What to do: Your task is to copy the data exactly while leaving out every picture.

Data for analysis:
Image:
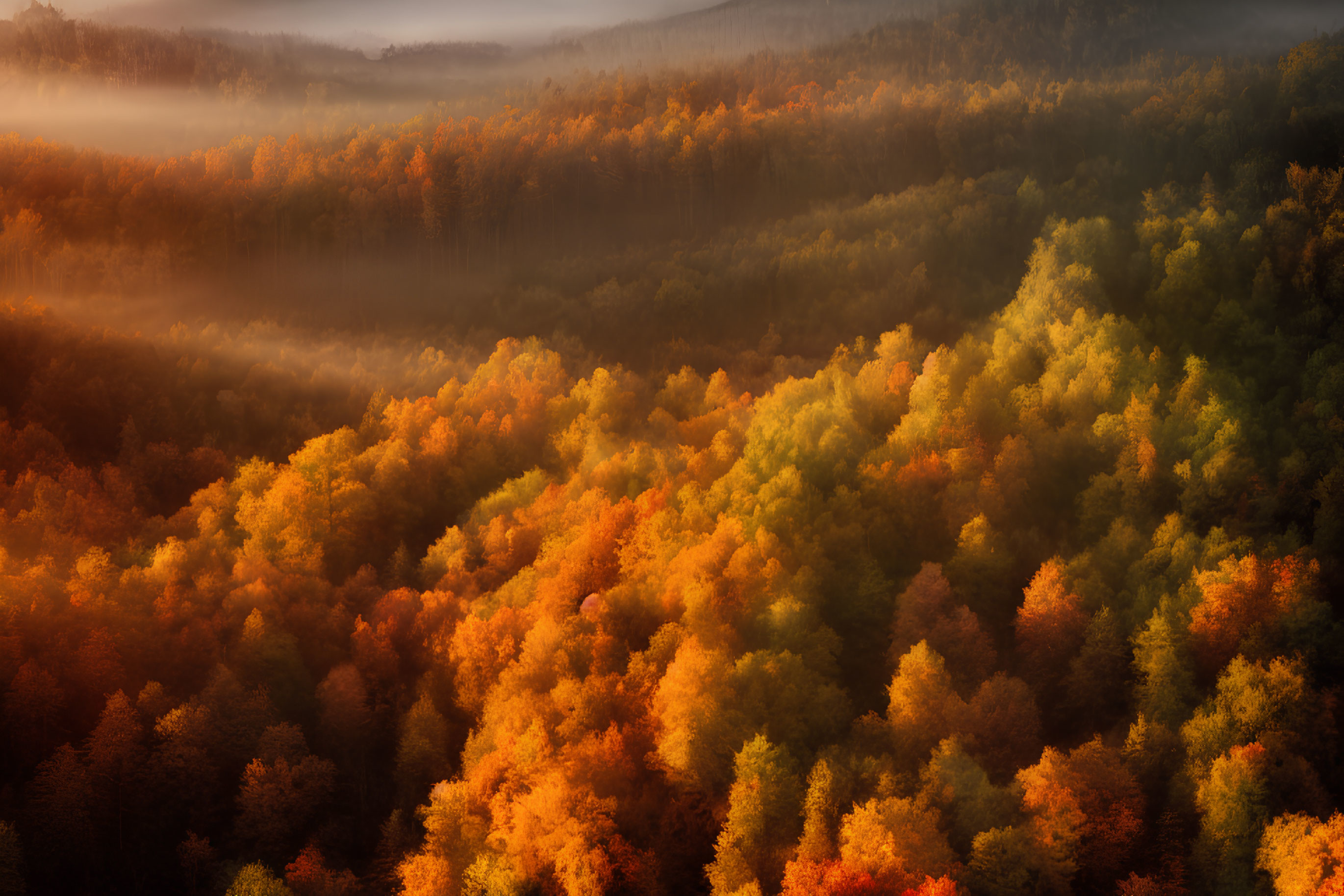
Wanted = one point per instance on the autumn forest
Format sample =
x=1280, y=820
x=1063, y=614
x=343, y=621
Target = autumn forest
x=904, y=464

Result of this exercise:
Image:
Wanted = one point per instance on the autumn forest
Format sample =
x=1280, y=820
x=1063, y=614
x=343, y=621
Target = autumn forest
x=904, y=464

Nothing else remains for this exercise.